- _Instructions for the task_:
Extract each line of the listing below that contains the string "rough". Matches are case-sensitive.

╭─ Working data

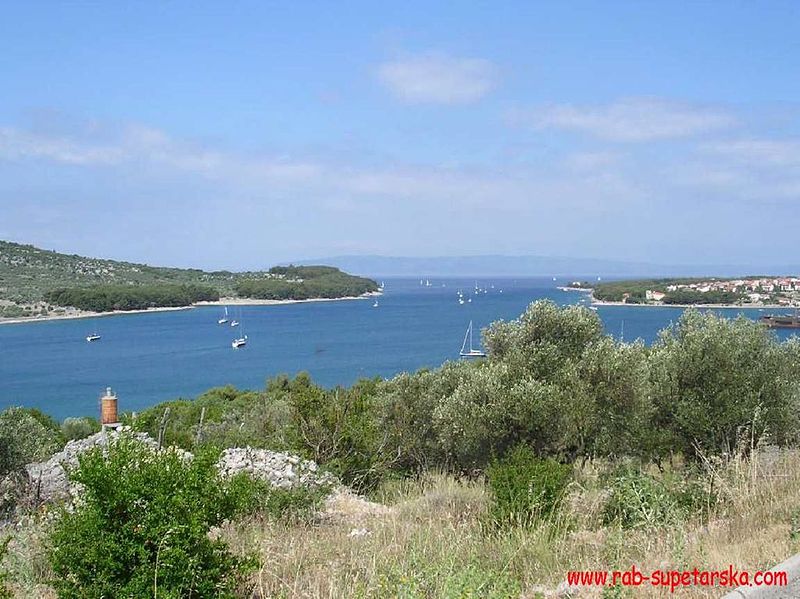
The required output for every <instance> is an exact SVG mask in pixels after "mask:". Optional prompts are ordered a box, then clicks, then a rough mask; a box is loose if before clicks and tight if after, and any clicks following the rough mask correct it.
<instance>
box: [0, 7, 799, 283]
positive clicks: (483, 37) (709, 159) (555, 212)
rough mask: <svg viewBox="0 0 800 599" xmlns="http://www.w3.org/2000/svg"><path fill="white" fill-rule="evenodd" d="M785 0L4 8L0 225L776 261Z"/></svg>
mask: <svg viewBox="0 0 800 599" xmlns="http://www.w3.org/2000/svg"><path fill="white" fill-rule="evenodd" d="M798 31H800V3H797V2H761V3H745V2H637V3H634V2H520V3H514V2H506V3H495V2H482V3H478V2H473V3H467V2H447V3H444V2H442V3H422V2H405V3H394V4H391V5H390V4H389V3H376V2H363V3H356V2H336V3H334V2H330V3H325V2H313V3H310V2H309V3H302V2H294V3H288V2H287V3H266V2H252V3H249V2H237V3H204V2H169V3H155V2H154V3H129V4H126V3H121V2H114V3H46V2H17V3H13V4H12V3H5V4H4V5H3V6H2V8H0V40H1V41H0V50H2V52H0V82H2V83H0V92H1V93H0V239H9V240H14V241H20V242H27V243H34V244H36V245H40V246H43V247H47V248H51V249H57V250H60V251H67V252H70V253H73V252H74V253H81V254H88V255H96V256H104V257H113V258H122V259H129V260H136V261H145V262H150V263H155V264H174V265H180V266H200V267H206V268H217V267H226V268H258V267H264V266H269V265H271V264H273V263H275V262H278V261H286V260H291V259H302V258H312V257H321V256H326V255H336V254H383V255H405V256H425V255H467V254H487V253H491V254H539V255H558V256H575V257H598V258H608V259H636V260H641V261H652V262H661V263H671V264H675V263H681V262H683V263H691V262H697V261H702V262H703V263H714V262H715V263H752V264H761V265H763V264H770V263H777V264H786V263H787V262H792V261H796V260H795V259H794V256H795V254H796V251H797V247H798V231H800V35H798V34H797V32H798Z"/></svg>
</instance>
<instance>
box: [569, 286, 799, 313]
mask: <svg viewBox="0 0 800 599" xmlns="http://www.w3.org/2000/svg"><path fill="white" fill-rule="evenodd" d="M557 289H559V290H561V291H568V292H569V291H573V292H574V291H577V292H580V293H589V294H590V295H589V299H590V302H591V305H592V306H624V307H626V308H710V309H714V310H721V309H726V310H765V309H766V310H791V309H792V308H793V307H792V306H784V305H782V304H747V305H739V304H629V303H626V302H611V301H604V300H599V299H597V298H596V297H595V296H594V289H591V288H588V287H557Z"/></svg>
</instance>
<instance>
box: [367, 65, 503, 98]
mask: <svg viewBox="0 0 800 599" xmlns="http://www.w3.org/2000/svg"><path fill="white" fill-rule="evenodd" d="M496 71H497V69H496V68H495V66H494V65H493V64H492V63H491V62H490V61H488V60H484V59H481V58H455V57H450V56H446V55H444V54H423V55H418V56H411V57H408V58H402V59H398V60H394V61H391V62H386V63H384V64H382V65H380V67H379V68H378V78H379V79H380V81H381V82H382V83H383V84H384V85H385V86H386V87H387V88H388V89H389V90H390V91H391V92H392V93H393V94H394V95H395V96H396V97H398V98H399V99H400V100H402V101H404V102H408V103H412V104H423V103H432V104H469V103H471V102H475V101H477V100H480V99H481V98H483V97H484V96H485V95H486V94H488V93H489V92H490V91H491V90H492V89H493V88H494V86H495V85H496V82H497V72H496Z"/></svg>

╰─

- _Task response_:
The required output for every <instance> is an exact SVG mask in pixels after "mask:". Optional prompts are ordered a box, then clicks, then a rough mask; a box is loose if before clicks and tight if after, and any clicks following the rough mask correct it.
rough mask: <svg viewBox="0 0 800 599" xmlns="http://www.w3.org/2000/svg"><path fill="white" fill-rule="evenodd" d="M785 0L4 8L0 225L776 261Z"/></svg>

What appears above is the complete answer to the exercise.